- Document segment
=======
Many of the shortfalls within the health care system have been in the news for months now. I am writing this in an attempt to give one perspective on the “health of the health care system."
Both the federal and provincial governments (at least most of them) function with a capitalistic view. There are definitely some positive initiatives that come from capitalism, but the list of shortfalls is much larger. Markets can be manipulated and it allows (through that manipulation) for some corruption within the system.
As it pertains to the health care system, there is no guarantee that a person's basic needs will be met. Health care may become available only to those who are willing to pay for it and skip the waiting lists.
The capitalistic approach is already embedded within the Saskatchewan health care system. Because our government pays for our health care with our tax dollars, many of us don't even question where the money is going. Money that was spent to sustain our hospitals with adequate staff and equipment is now going into the profit of private clinics.
=======
- Brief
From the commentary on the health care system, list each problem it connects to a capitalistic approach.

- Provided material
=======
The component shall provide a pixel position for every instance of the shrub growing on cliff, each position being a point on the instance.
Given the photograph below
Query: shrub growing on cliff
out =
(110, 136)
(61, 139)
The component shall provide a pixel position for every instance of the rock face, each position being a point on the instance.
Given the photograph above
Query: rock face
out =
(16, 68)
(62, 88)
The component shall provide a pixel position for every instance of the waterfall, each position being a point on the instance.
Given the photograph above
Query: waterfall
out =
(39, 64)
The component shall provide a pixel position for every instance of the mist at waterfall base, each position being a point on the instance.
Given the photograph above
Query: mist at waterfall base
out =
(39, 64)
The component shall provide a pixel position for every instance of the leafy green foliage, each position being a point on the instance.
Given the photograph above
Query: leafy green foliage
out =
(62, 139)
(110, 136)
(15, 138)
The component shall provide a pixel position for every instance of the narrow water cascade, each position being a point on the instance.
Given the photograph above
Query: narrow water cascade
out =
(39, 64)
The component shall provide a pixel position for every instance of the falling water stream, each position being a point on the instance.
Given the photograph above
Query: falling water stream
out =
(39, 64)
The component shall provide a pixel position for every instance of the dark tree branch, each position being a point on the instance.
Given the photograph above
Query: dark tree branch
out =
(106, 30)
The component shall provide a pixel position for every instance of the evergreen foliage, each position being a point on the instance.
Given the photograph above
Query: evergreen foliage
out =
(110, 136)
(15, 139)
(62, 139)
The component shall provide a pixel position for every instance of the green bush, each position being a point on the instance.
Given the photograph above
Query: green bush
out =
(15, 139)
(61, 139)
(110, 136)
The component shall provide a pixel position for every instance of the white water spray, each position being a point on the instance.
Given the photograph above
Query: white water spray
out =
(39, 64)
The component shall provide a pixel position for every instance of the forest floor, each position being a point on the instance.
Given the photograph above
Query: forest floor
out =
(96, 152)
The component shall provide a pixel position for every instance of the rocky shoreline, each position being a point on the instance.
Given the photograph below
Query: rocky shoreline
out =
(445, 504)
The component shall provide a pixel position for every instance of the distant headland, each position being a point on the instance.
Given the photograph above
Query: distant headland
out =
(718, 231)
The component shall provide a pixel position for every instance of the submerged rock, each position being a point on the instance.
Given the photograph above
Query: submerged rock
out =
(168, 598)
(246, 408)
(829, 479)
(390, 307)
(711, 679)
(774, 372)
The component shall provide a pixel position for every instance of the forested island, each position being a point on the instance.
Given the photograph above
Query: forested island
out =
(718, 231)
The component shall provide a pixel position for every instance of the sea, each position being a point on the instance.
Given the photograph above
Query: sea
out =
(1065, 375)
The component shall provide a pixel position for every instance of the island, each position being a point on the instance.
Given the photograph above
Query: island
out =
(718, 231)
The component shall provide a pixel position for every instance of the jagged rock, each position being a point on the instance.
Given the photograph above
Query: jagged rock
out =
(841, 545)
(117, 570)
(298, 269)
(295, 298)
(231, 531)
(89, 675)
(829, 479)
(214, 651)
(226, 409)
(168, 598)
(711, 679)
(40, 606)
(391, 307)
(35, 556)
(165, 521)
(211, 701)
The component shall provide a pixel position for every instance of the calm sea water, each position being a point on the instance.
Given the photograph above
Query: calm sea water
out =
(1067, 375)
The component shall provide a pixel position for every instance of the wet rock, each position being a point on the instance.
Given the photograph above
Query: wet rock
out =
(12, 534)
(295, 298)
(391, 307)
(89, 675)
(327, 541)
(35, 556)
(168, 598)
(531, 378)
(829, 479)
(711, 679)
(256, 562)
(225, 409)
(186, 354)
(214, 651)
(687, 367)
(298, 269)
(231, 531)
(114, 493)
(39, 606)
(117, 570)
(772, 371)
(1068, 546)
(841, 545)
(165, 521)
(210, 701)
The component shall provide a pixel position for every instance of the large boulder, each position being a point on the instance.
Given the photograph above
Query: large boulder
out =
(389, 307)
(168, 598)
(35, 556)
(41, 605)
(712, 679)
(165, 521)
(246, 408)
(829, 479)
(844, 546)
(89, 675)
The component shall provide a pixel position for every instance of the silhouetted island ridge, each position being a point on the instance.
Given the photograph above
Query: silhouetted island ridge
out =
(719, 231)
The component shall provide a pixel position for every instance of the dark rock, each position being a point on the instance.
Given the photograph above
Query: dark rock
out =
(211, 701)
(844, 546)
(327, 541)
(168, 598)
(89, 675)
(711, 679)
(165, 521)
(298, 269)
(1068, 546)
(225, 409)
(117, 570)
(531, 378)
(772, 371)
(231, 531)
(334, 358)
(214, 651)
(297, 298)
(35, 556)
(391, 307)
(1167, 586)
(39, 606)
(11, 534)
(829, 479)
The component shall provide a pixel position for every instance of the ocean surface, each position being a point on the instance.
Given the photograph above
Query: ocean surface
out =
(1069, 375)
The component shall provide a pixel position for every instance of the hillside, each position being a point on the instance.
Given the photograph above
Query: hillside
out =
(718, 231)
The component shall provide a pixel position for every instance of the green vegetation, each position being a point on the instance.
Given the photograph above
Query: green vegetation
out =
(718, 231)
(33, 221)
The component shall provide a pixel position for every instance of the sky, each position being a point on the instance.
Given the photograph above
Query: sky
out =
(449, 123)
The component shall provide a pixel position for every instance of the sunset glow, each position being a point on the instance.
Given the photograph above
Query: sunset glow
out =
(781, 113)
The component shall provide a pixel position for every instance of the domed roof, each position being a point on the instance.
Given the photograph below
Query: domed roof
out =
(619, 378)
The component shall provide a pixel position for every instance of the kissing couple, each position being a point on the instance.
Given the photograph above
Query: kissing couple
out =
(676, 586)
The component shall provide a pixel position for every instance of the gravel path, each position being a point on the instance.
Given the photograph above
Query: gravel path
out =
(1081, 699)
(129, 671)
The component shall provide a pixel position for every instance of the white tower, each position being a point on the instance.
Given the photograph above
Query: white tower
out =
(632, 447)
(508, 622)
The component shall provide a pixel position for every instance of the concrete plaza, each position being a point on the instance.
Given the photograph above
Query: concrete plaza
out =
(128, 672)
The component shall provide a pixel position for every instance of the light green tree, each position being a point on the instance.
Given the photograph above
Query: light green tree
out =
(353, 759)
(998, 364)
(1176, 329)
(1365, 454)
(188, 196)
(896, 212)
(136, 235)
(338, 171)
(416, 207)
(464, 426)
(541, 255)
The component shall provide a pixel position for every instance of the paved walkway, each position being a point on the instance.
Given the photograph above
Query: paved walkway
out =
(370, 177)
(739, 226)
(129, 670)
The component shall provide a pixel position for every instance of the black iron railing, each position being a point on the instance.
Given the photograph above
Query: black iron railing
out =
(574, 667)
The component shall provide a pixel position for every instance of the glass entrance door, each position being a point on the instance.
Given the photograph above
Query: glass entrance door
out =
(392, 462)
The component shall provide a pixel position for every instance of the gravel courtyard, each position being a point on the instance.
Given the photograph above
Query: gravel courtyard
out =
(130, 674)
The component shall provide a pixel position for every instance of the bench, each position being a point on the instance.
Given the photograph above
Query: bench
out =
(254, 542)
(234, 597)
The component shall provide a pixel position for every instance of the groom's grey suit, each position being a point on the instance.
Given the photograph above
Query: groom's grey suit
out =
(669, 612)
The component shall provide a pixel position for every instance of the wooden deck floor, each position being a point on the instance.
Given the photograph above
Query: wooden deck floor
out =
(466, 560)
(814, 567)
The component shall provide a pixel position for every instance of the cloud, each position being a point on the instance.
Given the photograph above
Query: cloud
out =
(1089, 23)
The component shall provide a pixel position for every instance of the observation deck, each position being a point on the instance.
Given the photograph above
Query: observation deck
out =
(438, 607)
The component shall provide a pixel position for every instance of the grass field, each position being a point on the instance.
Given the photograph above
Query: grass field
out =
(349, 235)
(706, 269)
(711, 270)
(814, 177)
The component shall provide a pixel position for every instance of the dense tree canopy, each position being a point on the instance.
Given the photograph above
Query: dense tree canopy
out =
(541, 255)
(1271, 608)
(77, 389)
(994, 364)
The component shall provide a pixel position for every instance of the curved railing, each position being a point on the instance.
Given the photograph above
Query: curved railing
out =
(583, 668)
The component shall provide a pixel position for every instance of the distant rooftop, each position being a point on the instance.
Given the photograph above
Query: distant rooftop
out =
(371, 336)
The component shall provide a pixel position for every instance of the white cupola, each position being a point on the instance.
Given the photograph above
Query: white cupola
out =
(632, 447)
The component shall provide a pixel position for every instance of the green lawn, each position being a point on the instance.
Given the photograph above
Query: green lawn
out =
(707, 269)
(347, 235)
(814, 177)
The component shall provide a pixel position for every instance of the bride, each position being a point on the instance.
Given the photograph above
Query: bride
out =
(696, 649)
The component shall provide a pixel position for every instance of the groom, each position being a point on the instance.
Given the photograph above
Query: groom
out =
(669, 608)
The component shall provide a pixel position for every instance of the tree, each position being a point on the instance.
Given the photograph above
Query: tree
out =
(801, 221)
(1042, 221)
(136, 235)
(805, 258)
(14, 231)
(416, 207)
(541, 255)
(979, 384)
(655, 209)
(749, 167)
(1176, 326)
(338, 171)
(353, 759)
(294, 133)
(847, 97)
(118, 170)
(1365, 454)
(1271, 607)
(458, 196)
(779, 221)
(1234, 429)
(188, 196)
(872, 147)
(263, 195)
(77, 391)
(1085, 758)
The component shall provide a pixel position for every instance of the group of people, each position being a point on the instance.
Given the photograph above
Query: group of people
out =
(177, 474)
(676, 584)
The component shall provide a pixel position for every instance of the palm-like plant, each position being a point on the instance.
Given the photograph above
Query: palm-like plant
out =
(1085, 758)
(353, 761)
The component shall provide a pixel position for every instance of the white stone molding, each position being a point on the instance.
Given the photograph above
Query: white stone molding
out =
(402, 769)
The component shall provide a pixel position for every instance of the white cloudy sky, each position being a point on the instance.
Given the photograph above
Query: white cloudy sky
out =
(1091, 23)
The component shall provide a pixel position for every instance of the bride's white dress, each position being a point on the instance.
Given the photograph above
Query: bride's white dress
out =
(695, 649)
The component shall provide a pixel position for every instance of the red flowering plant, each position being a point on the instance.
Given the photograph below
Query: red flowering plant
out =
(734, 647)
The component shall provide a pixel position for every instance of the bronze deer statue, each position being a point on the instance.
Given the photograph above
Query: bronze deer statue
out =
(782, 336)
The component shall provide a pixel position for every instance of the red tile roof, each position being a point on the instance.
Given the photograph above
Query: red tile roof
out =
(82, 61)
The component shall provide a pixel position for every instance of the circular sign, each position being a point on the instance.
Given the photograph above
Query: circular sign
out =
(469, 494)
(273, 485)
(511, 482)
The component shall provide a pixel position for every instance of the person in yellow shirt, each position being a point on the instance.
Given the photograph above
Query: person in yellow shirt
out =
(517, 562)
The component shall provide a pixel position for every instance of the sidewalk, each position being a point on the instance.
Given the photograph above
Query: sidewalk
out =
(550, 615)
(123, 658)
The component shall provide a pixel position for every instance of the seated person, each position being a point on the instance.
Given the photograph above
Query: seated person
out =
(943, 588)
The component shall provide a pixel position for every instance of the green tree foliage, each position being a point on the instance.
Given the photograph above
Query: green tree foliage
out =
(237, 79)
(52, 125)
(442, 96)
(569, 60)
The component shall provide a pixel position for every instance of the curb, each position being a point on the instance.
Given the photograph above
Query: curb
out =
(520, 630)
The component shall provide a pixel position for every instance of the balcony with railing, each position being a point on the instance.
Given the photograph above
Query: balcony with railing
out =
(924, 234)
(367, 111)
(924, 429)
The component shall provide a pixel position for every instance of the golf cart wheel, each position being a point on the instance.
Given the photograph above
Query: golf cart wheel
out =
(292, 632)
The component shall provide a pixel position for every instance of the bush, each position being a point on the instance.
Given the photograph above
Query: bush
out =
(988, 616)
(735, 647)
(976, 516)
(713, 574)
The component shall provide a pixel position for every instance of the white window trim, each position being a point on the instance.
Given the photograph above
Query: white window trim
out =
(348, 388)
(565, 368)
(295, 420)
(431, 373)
=======
- Completed exercise
- Markets can be manipulated.
- That manipulation allows for some corruption within the system.
- There is no guarantee that a person's basic needs will be met.
- Health care may become available only to those who are willing to pay for it and skip the waiting lists.
- Money that was spent to sustain hospitals with adequate staff and equipment is now going into the profit of private clinics.